>> Begin Entries supplied

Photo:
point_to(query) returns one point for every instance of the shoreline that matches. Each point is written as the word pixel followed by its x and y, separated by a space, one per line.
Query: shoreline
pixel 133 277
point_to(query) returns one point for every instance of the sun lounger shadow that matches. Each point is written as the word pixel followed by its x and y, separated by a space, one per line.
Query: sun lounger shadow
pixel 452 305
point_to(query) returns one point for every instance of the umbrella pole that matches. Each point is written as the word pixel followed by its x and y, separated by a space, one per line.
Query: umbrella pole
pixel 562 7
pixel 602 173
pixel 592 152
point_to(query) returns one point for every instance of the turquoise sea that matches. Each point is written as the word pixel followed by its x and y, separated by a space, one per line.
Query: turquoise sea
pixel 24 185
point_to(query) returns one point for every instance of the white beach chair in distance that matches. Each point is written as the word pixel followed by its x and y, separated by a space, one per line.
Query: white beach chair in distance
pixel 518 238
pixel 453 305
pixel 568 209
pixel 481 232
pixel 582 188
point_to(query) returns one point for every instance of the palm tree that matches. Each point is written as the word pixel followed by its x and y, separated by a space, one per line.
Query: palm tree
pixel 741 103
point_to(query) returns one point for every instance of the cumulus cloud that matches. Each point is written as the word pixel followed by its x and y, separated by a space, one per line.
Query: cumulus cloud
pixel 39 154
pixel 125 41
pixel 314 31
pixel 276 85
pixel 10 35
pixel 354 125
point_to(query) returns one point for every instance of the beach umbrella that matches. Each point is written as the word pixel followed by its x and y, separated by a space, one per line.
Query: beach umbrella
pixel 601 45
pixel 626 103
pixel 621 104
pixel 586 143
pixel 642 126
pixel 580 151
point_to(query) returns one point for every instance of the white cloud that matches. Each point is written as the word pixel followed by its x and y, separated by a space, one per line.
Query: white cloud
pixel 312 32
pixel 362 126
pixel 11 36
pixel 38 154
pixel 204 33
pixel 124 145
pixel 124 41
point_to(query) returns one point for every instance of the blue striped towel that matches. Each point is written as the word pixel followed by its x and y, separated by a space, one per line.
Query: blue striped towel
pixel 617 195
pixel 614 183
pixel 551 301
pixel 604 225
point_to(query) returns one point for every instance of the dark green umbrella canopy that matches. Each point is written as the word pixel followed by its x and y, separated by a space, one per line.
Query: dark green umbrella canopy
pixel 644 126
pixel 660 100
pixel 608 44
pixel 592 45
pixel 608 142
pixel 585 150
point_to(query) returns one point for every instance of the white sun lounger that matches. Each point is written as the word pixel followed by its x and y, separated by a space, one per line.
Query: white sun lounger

>> End Entries supplied

## [Your task]
Please format the listing above, from its first line through the line with "pixel 580 151", as a JSON list of strings, one string per line, leaving out any blank lines.

## [Final result]
[
  "Photo:",
  "point_to(query) returns one point for every instance of the shoreline that matches. Each point is written as the word pixel followed by its x and y, separated by a space, one per line.",
  "Query: shoreline",
  "pixel 133 277",
  "point_to(query) returns one point for every instance of the sun lounger shadow that matches. Each point is written as the word pixel followed by its x and y, separated by a space, one per line.",
  "Query: sun lounger shadow",
  "pixel 452 305",
  "point_to(query) returns one point for every instance of the umbrella pole that matches. Each point is written as the word pixel followed by its x and y, separated by a space, one per line.",
  "Query: umbrella pole",
  "pixel 562 7",
  "pixel 602 173",
  "pixel 592 152",
  "point_to(query) returns one point for every instance of the turquoise sea that matches. Each point is written as the word pixel followed by its x and y, separated by a space, one per line.",
  "Query: turquoise sea",
  "pixel 24 185",
  "point_to(query) returns one point for every instance of the white beach chair in distance that matches. Each point is written as the word pixel followed by its x and y, separated by a space, one per line.",
  "Query: white beach chair in distance",
  "pixel 518 238",
  "pixel 453 305",
  "pixel 568 209",
  "pixel 481 232",
  "pixel 582 188",
  "point_to(query) returns one point for every instance of the palm tree that matches. Each point is written as the word pixel followed by its x and y, separated by a space, one per line.",
  "Query: palm tree",
  "pixel 741 103",
  "point_to(query) returns one point for every instance of the cumulus cloud that matches. Each point is written as the word pixel followed by its x and y, separated by a space, one per line.",
  "Query: cumulus cloud",
  "pixel 39 154",
  "pixel 125 41",
  "pixel 314 31",
  "pixel 276 85",
  "pixel 10 35",
  "pixel 354 125",
  "point_to(query) returns one point for every instance of the beach umbrella that matches. Each point is written as the word pixel followed by its x and y, separated by a space, one per line.",
  "Query: beach umbrella",
  "pixel 601 45",
  "pixel 626 103",
  "pixel 621 104",
  "pixel 586 143",
  "pixel 642 126",
  "pixel 580 151"
]